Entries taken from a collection
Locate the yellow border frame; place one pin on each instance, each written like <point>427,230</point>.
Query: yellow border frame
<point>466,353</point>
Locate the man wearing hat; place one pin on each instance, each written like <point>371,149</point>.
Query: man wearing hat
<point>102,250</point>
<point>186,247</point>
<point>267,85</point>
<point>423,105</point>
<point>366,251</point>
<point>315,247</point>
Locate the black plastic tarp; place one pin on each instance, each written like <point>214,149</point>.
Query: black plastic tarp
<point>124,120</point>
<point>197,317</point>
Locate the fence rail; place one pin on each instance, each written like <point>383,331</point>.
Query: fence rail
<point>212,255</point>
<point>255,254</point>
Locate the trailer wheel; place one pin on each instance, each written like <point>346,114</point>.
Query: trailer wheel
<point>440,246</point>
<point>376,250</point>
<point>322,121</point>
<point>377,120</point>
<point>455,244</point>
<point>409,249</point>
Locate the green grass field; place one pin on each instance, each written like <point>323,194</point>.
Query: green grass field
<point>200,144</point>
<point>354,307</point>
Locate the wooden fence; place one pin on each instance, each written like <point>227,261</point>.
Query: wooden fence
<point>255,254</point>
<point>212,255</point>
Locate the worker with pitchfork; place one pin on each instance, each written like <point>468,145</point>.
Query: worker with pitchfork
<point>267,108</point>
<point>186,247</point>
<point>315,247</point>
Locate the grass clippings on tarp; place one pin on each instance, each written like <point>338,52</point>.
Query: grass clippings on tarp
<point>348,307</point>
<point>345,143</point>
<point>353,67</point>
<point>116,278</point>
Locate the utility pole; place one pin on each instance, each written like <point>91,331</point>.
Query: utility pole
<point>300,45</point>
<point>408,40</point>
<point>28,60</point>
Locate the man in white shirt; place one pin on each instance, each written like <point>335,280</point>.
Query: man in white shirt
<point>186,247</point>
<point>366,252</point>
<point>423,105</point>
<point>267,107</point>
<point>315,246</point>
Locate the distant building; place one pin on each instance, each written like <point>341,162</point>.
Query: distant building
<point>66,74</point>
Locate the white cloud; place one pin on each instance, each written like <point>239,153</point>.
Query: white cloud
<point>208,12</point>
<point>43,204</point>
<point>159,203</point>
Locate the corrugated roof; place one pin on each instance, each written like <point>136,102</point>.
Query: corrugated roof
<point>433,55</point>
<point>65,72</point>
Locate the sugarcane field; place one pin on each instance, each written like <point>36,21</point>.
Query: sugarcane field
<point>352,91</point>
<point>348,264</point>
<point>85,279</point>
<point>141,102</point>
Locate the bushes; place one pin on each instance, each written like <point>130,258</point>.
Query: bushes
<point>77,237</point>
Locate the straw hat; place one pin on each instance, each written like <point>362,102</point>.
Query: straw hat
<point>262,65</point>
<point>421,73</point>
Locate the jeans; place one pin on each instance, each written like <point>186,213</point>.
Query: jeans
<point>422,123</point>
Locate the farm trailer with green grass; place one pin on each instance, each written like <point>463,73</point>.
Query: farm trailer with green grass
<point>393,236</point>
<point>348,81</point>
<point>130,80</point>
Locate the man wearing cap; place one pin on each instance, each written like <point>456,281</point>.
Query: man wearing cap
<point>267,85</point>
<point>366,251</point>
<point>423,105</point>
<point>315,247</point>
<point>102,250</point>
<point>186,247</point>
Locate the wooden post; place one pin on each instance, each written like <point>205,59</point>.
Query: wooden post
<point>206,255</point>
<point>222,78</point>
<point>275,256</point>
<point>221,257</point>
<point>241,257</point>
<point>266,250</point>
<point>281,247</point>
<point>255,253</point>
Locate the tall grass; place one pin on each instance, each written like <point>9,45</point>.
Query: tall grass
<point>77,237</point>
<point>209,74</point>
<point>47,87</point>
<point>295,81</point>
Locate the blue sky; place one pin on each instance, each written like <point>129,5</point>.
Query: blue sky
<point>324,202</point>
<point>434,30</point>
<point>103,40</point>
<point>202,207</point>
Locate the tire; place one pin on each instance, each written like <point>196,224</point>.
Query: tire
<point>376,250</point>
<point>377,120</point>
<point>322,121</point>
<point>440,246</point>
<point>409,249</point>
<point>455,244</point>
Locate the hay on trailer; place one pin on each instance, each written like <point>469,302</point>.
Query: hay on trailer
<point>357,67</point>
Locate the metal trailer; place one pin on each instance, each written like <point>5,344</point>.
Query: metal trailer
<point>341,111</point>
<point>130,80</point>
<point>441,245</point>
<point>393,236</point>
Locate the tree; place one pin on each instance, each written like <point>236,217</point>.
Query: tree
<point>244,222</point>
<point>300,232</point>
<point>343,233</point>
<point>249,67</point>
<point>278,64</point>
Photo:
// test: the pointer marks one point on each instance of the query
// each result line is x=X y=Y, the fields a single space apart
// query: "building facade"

EXERCISE:
Your task is to transcribe exactly the lines from the one with "Query: hay on trailer" through the end of the data, both included, and nothing besides.

ANSWER FOR THIS EXERCISE:
Query: hay on trailer
<point>357,67</point>
Locate the metal trailer; place one pin on each instance, each written like <point>5,344</point>.
Query: metal trailer
<point>341,111</point>
<point>130,80</point>
<point>441,245</point>
<point>393,236</point>
Locate the tree; place one pin on each instance, each written like <point>236,217</point>.
Query: tree
<point>244,222</point>
<point>300,232</point>
<point>343,233</point>
<point>249,67</point>
<point>278,64</point>
Photo:
// test: the pointer marks one point on each instance of the query
// each result line is x=X y=Y, the fields a single space apart
// query: "building facade"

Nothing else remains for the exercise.